▸ What you are asked to do:
Rewrite the entries below with "road" swapped for "street" wherever it occurs, changing nothing else. Leave the pictures out of your version.

*** Recorded information ***

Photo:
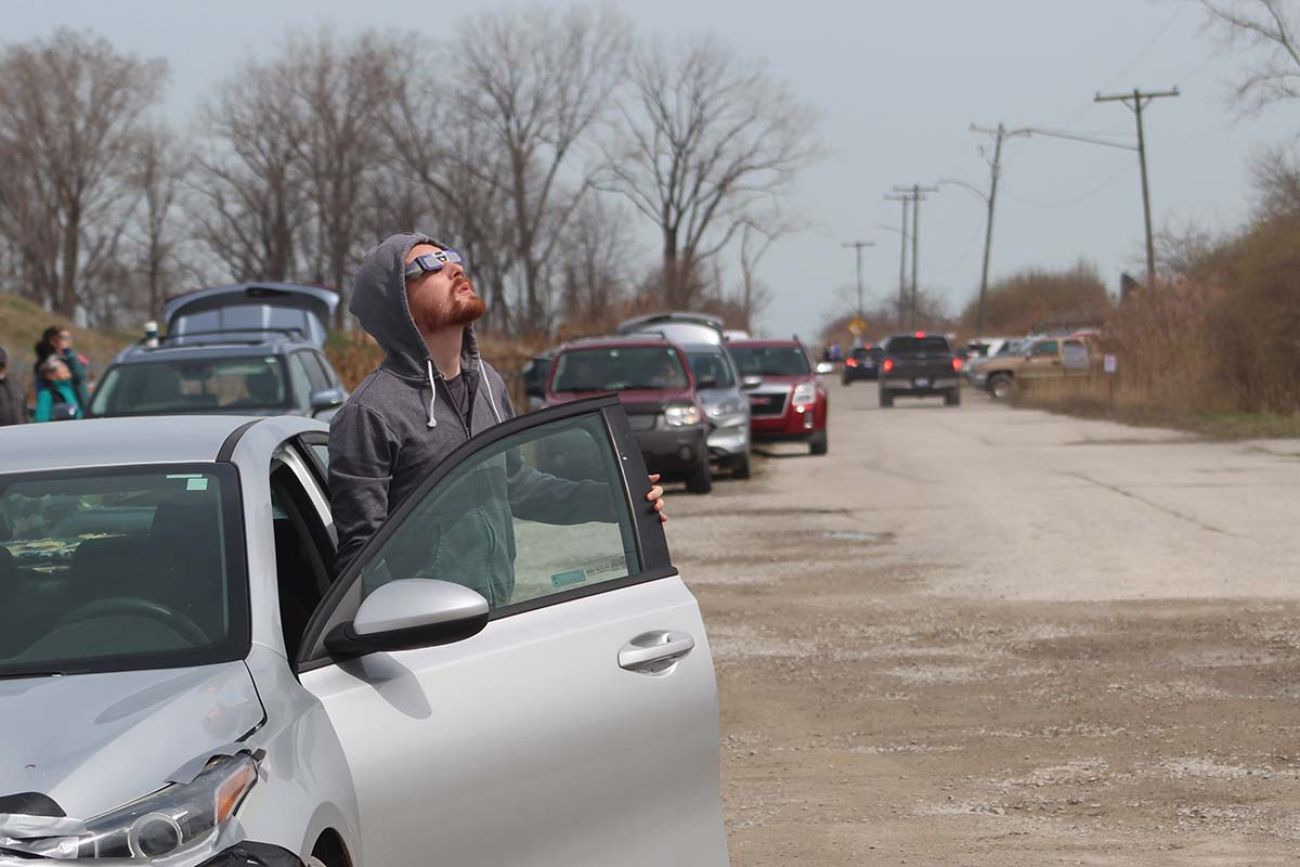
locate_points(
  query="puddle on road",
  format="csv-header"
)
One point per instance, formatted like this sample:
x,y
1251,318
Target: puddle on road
x,y
856,536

***

▸ Output of the exercise:
Photo:
locate_points(
  query="puddle on street",
  format="csv-header"
)
One point per instance, formatted like this sample:
x,y
1251,318
Target: puddle on street
x,y
856,536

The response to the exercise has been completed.